**WHAT TO WORK ON**
Word for word, restate the entries below and exclude every image.

++++++++

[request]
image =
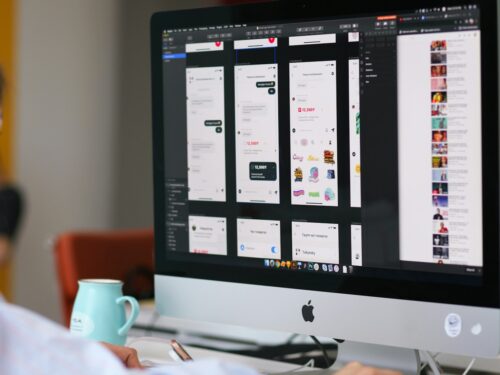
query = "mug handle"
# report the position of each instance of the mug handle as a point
(133, 315)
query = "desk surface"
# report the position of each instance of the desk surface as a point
(238, 338)
(157, 351)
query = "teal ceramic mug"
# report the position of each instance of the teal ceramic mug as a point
(99, 311)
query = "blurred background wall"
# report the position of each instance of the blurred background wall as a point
(82, 140)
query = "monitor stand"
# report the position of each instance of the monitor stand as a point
(404, 360)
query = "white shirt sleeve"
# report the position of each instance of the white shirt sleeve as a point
(31, 344)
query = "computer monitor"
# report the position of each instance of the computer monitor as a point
(331, 169)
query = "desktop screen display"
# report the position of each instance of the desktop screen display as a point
(342, 154)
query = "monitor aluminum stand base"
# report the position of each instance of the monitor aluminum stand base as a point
(404, 360)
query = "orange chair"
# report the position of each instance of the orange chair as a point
(122, 255)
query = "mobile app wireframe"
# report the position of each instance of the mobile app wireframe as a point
(356, 245)
(257, 138)
(259, 238)
(205, 131)
(315, 242)
(354, 133)
(313, 133)
(207, 235)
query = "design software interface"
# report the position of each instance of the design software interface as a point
(327, 146)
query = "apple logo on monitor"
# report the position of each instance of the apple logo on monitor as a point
(307, 312)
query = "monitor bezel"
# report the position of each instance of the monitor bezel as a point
(408, 285)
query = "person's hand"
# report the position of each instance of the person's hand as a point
(356, 368)
(127, 355)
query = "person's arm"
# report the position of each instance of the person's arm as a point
(5, 249)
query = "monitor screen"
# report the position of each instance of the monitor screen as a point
(342, 151)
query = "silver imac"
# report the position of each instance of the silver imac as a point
(331, 170)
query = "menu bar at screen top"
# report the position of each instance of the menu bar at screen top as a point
(348, 141)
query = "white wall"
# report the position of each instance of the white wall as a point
(84, 156)
(67, 121)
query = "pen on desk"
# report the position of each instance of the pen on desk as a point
(180, 351)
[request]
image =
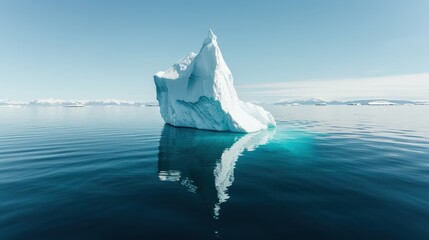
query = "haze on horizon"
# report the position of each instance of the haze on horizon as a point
(333, 50)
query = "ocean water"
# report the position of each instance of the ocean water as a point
(333, 172)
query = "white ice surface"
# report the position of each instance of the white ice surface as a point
(198, 92)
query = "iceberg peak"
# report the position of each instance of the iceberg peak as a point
(198, 92)
(211, 38)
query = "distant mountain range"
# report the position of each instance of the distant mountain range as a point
(75, 103)
(286, 102)
(374, 102)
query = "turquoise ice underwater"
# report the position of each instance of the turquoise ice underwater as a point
(118, 172)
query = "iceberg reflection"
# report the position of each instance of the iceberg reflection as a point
(204, 161)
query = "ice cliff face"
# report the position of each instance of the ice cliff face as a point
(198, 92)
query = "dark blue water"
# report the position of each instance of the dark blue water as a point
(346, 172)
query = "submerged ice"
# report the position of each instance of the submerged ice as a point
(198, 92)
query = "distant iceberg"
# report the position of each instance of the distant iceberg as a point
(381, 103)
(198, 92)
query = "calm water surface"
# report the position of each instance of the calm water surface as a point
(335, 172)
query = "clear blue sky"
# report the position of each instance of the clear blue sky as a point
(85, 49)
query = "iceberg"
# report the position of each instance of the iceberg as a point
(198, 92)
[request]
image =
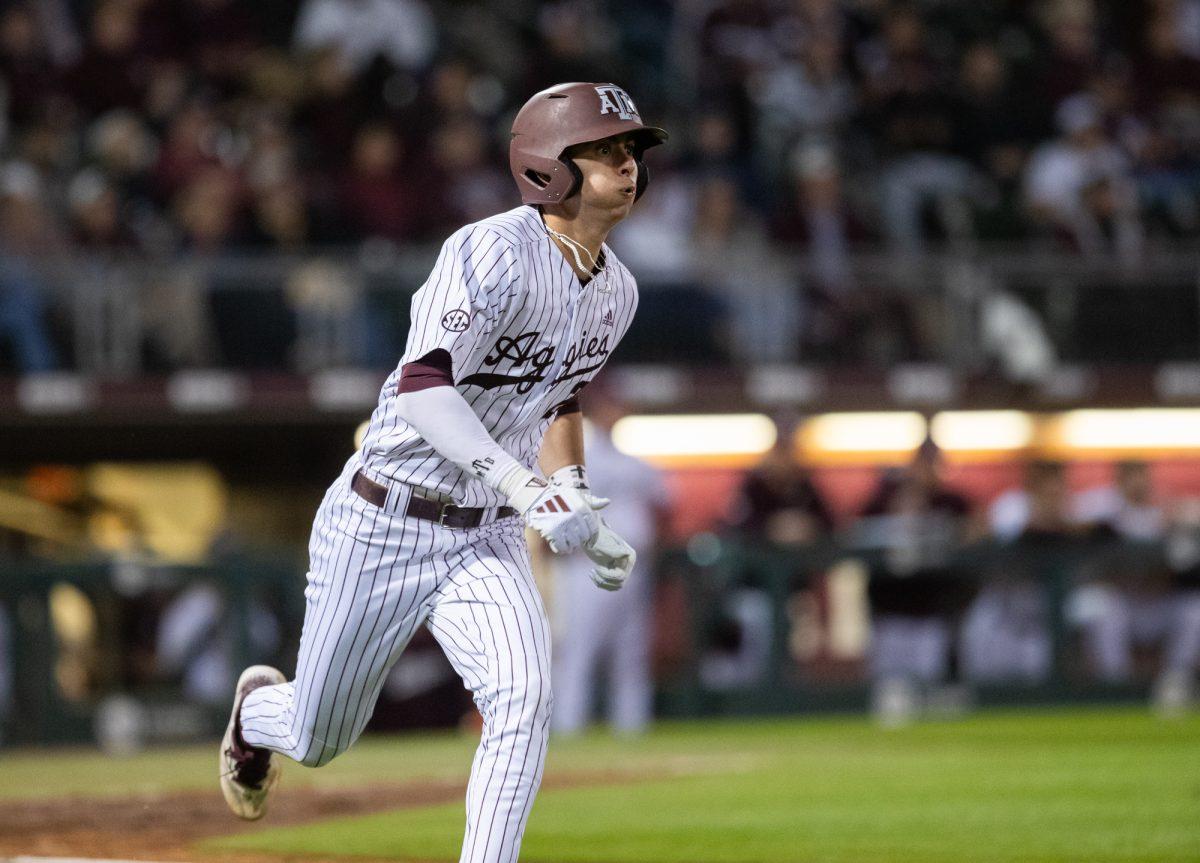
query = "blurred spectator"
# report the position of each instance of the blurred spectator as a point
(779, 502)
(807, 100)
(1126, 508)
(400, 31)
(1164, 75)
(25, 67)
(208, 210)
(376, 199)
(96, 219)
(1074, 48)
(191, 145)
(1006, 630)
(916, 522)
(916, 118)
(461, 183)
(996, 131)
(733, 262)
(1080, 185)
(25, 234)
(1038, 509)
(113, 70)
(577, 42)
(816, 216)
(609, 633)
(1132, 603)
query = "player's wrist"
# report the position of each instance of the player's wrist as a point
(516, 483)
(570, 475)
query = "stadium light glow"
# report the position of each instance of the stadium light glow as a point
(895, 431)
(672, 436)
(1133, 429)
(982, 430)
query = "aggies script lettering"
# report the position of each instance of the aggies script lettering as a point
(526, 364)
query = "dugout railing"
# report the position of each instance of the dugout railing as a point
(744, 628)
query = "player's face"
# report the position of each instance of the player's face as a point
(610, 173)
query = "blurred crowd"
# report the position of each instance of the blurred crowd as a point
(172, 127)
(1042, 582)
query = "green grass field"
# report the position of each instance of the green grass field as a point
(1056, 785)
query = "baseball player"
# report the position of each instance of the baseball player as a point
(609, 635)
(426, 522)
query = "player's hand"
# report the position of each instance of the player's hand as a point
(612, 556)
(576, 477)
(559, 514)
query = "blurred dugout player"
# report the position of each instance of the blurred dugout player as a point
(1006, 631)
(609, 634)
(1132, 607)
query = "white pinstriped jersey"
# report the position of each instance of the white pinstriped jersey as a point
(523, 334)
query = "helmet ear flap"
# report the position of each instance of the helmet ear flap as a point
(643, 179)
(576, 177)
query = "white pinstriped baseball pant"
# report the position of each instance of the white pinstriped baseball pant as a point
(373, 579)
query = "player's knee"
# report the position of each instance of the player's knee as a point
(318, 754)
(529, 700)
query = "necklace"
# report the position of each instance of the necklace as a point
(598, 274)
(576, 247)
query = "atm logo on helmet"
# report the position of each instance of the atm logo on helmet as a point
(616, 101)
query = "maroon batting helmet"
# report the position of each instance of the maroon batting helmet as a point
(563, 117)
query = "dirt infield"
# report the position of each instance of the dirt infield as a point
(165, 827)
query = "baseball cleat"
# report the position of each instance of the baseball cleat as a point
(247, 773)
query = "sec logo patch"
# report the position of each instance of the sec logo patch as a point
(456, 321)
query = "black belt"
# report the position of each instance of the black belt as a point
(447, 514)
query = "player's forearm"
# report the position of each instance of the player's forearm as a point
(442, 417)
(563, 443)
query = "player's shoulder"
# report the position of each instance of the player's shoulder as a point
(505, 231)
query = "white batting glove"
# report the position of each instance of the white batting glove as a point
(576, 477)
(612, 556)
(561, 515)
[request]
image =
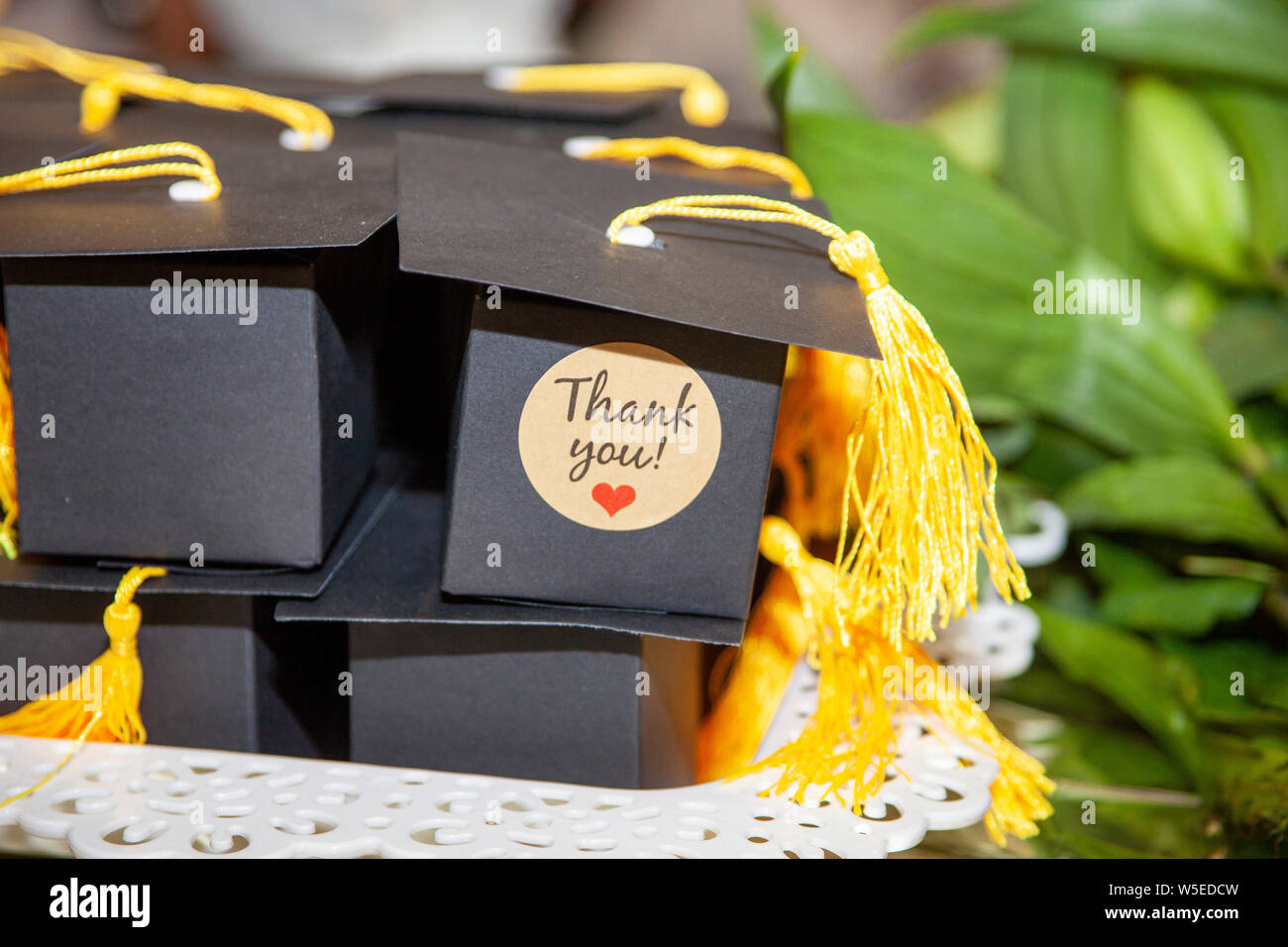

++++++++

**ANSWER BOX**
[request]
image =
query = "mug handle"
# report the position of each instance of the mug handle as a point
(133, 315)
query = "desk surface"
# report the position of each instance of the desk surface as a point
(238, 338)
(157, 351)
query = "teal ceramic mug"
# report the position of each instance of the teal ceramic mug as a point
(99, 311)
query = "blurred background wall"
# report the position of each instance of the blurred background wall as a point
(82, 140)
query = "monitor stand"
# report the position of each instance of the monitor stand as a point
(404, 360)
query = "white shirt sleeve"
# report the position of each instance of the white shirt sleeve as a point
(31, 344)
query = "computer monitor"
# report the position of each instance of the computer monitor as a point
(331, 169)
query = "desktop screen display"
# report the position of each instance of the desktop screen display as a point
(342, 154)
query = "monitor aluminum stand base"
# report the position of each instance of the monitor aluminum stand base as a point
(404, 360)
query = "orange chair"
# report the position of each instance of the orange chair as a point
(122, 255)
query = "mobile app wireframe"
# report the position of each instance of the mobile app wireframe as a point
(356, 245)
(257, 138)
(259, 238)
(205, 131)
(315, 242)
(354, 133)
(313, 133)
(207, 235)
query = "design software interface"
# report the position of each instance of the design software interface as a point
(327, 146)
query = "apple logo on monitor"
# report the position of each instance of the apple logo on monitor as a point
(307, 312)
query = "monitor bezel"
# report the position of each instance of the monitor bezel as a point
(408, 285)
query = "person's hand"
# report the position of each instance of the person's hand as a point
(356, 368)
(127, 355)
query = "person's arm"
# report the position of each instance of the person's arm as a point
(5, 249)
query = "monitor screen"
# report the position of each instance of the monitor screen as a point
(342, 151)
query = "silver imac"
# report the position of each instance of the silver imac as a point
(331, 170)
query = "menu bar at screen top"
# report the position of each instance of the menu bar at screen top as a point
(348, 141)
query = "white wall"
# report the position of each instance of the white wall as a point
(84, 156)
(67, 121)
query = "pen on desk"
# report the position of each instance of the pen on desk as a point
(180, 351)
[request]
image =
query = "haze on horizon"
# report the position of each instance of the haze on horizon as a point
(333, 50)
query = "ocean water"
# report the position of each instance of the ocean water as a point
(333, 172)
query = "white ice surface"
# report the position of each instance of the white ice surface as a point
(198, 92)
query = "iceberg peak"
# report the position of each instance of the iceberg peak as a point
(198, 92)
(211, 38)
query = "distant mountain range"
# report the position of each instance of the distant mountain range as a point
(75, 103)
(286, 102)
(374, 102)
query = "turquoise ice underwater"
# report the position of each instance of the turquoise ice underwater as a point
(118, 172)
query = "iceberg reflection"
# report the position of each instance of the iceberg reflection as a point
(204, 161)
query = "ice cliff face"
# report the position of each instance of the ice cliff face as a point
(198, 92)
query = "dark blue water"
# report the position of each instance of the dark blue water as a point
(346, 172)
query = "submerged ice"
# report the position of each instance of the submerged ice as a point
(198, 92)
query = "distant iceberg"
# report the position of each instance of the distant iceberg as a point
(381, 103)
(198, 92)
query = "calm water surface"
# report the position of each instance of the calm water surface as a point
(335, 172)
query = "clear blue sky"
# report the position of each instance of the clear blue sky as a point
(85, 49)
query = "iceberg"
# report the position of each instance of the iceberg as a point
(198, 92)
[request]
image =
query = "blurred spectator"
# report the position of each instance of the blurred spectator as a point
(779, 502)
(807, 100)
(1126, 508)
(400, 31)
(1164, 75)
(25, 67)
(208, 210)
(376, 199)
(96, 219)
(1074, 48)
(191, 145)
(1006, 630)
(916, 522)
(916, 118)
(461, 183)
(996, 131)
(733, 262)
(1080, 185)
(25, 234)
(1038, 509)
(113, 70)
(577, 42)
(816, 216)
(609, 633)
(1132, 603)
query = "player's wrist"
# report the position of each instance of the player's wrist as a point
(516, 483)
(570, 475)
query = "stadium light glow"
# report the position of each instance of the stadium light glow as a point
(895, 431)
(672, 436)
(1133, 429)
(982, 430)
query = "aggies script lettering"
# report the position of each instance of the aggies script lettering as a point
(526, 364)
query = "dugout railing"
# report the position of each instance of the dugout railing as a point
(744, 628)
query = "player's face"
# report the position of each instance of the player's face as a point
(610, 173)
query = "blurred crowd"
# report the position of each instance of the blurred crowd as a point
(172, 127)
(1042, 582)
query = "green grass field"
# report the position of each instance of the green grass field as a point
(1056, 785)
query = "baseball player"
# report the position of each instance of the baseball player as a point
(609, 635)
(426, 522)
query = "player's hand"
# report the position of each instance of the player's hand as a point
(612, 556)
(576, 477)
(559, 514)
query = "blurred dugout player"
# report the position of each instance of the blurred dugout player as a point
(1006, 631)
(609, 634)
(1132, 607)
query = "white pinstriped jersey"
# report the position of each instance of the white pinstriped jersey as a point
(523, 334)
query = "helmet ear flap"
# report the position of each instance of the helmet ear flap as a point
(643, 179)
(576, 177)
query = "white pinstriped baseball pant"
# report the position of each instance of the white pinstriped baseball pant as a point
(373, 579)
query = "player's knee"
# report the position of each instance of the player's knee as a point
(318, 754)
(529, 700)
query = "necklace"
# report the position of each instance of the necklace as a point
(598, 274)
(576, 247)
query = "atm logo on helmet"
# report the position of each instance of the atm logo on helmet as a point
(616, 101)
query = "maroon batting helmet"
# report the position of each instance of the maroon batting helmet as a point
(563, 117)
query = "dirt infield"
# report the position of each instance of the dirt infield as a point
(165, 827)
query = "baseball cleat"
# report the position of each instance of the baseball cleat as a point
(247, 773)
query = "sec logo patch"
# report the position of each instance of the sec logo patch as a point
(456, 321)
query = "black belt"
# report the position of each instance of the black belt as a point
(447, 514)
query = "player's forearm"
# report the position of each instance of the player's forearm as a point
(442, 417)
(563, 443)
query = "player's shoulder"
# report the position of each instance of the player's shoulder as a point
(505, 231)
query = "white batting glove"
# report the position of each instance of the white batting glove as a point
(576, 477)
(612, 556)
(561, 515)
[request]
image =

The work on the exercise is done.